--- BEGIN ---

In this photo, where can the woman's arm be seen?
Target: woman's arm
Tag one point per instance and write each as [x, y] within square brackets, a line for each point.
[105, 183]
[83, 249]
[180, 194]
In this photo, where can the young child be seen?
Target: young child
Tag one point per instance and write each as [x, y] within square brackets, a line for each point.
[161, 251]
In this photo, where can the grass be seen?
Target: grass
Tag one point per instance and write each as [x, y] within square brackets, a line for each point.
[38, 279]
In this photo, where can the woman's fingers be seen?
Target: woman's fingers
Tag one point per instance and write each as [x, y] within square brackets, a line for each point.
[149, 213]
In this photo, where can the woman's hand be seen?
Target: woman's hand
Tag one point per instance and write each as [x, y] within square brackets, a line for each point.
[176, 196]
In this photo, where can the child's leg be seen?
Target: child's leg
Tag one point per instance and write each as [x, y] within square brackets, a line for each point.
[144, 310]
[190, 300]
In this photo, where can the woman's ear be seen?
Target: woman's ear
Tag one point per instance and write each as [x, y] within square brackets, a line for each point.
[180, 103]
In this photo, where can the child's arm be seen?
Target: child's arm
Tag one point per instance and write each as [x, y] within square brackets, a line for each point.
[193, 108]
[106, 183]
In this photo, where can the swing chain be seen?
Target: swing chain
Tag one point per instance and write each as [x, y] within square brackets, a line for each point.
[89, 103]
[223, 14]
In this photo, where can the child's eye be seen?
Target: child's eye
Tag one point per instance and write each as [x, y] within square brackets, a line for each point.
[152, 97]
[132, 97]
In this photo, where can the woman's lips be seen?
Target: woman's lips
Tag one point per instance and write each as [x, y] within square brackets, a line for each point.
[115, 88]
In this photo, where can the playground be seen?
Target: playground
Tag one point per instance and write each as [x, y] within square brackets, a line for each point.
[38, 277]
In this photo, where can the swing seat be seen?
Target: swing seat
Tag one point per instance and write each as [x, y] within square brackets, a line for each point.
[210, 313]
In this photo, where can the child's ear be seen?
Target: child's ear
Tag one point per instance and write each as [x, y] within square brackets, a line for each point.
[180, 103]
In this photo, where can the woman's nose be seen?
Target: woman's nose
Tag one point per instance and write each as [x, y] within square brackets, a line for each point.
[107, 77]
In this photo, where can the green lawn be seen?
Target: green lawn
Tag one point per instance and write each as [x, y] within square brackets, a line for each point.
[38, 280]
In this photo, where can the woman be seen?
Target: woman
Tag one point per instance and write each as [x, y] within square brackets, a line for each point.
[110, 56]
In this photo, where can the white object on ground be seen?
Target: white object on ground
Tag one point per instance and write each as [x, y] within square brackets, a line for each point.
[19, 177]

--- END ---

- Aim of the exercise
Return every one of the lines above word for word, leaving nothing out and changing nothing.

- Expected answer
In this photo, where can the woman's arm be seen?
Target: woman's arm
Tag one point per instance and write each as [x, y] within square brackets, a line for each point.
[105, 183]
[83, 249]
[180, 194]
In this photo, where can the young child be seen?
Target: young child
Tag one point per instance and write each as [x, y] within square brackets, a line for each point.
[161, 251]
In this photo, where can the grass be seen?
Target: grass
Tag one point per instance and write each as [x, y] within square brackets, a line for each point.
[38, 279]
In this photo, where can the woman's fingers be seen?
Target: woman's fingers
Tag one point per instance and write each as [x, y] within square brackets, a line for each point.
[149, 213]
In this photo, where can the woman's hand be seen?
Target: woman's hand
Tag one point per instance and write each as [x, y] within square brackets, a line for each point.
[176, 196]
In this photo, where can the child's leg be seen?
Target: child's leg
Tag one point per instance and write each as [x, y] within square brackets, a line for each point.
[144, 310]
[190, 300]
In this photo, where can the woman's ear be seen?
Target: woman's ear
Tag one point per instance and write each as [x, y] within square brackets, a line for each point.
[180, 103]
In this photo, where can the child's arm be seen?
Target: child's arm
Tag one point per instance and write each as [x, y] within square brackets, a line for each point.
[193, 108]
[106, 183]
In this photo, where can the swing chain be seen?
Target: swing chain
Tag one point per instance and write each as [x, y] within square brackets, a line for each point.
[89, 103]
[223, 14]
In this photo, where can the child's eye be seen?
Target: child's eye
Tag one point per instance and write each as [x, y] within square brackets, a line for each point.
[152, 97]
[132, 97]
In this photo, where can the woman's lips be seen?
Target: woman's lips
Tag one point per instance and write each as [x, y] within square brackets, a line for each point.
[115, 88]
In this photo, where can the playground be seen?
Target: playground
Tag one point per instance and write each as [x, y] within square brackets, a line for each point.
[38, 277]
In this photo, where can the swing seat be seen?
Target: swing seat
Tag one point per instance and write each as [x, y] within square brackets, a line for each point.
[210, 313]
In this photo, where can the child's ear be seen?
Target: child's ear
Tag one point per instance and write each as [x, y] within square brackets, a line for each point.
[180, 103]
In this photo, where can the woman's nose be seen?
Target: woman's nose
Tag one point per instance and write each as [x, y] within square brackets, a line for each point.
[107, 77]
In this photo, where can the green lawn be seen?
Target: green lawn
Tag one point per instance and write each as [x, y] within square brackets, a line for each point.
[38, 280]
In this photo, where can the woman be seen?
Target: woman
Tag one point per instance and write each as [x, y] within square brackets, a line for each point.
[110, 56]
In this photo, where can the white object on ground be seen?
Target: white object on ground
Tag one point per instance and write each as [x, y] within square brackets, a line for each point.
[19, 177]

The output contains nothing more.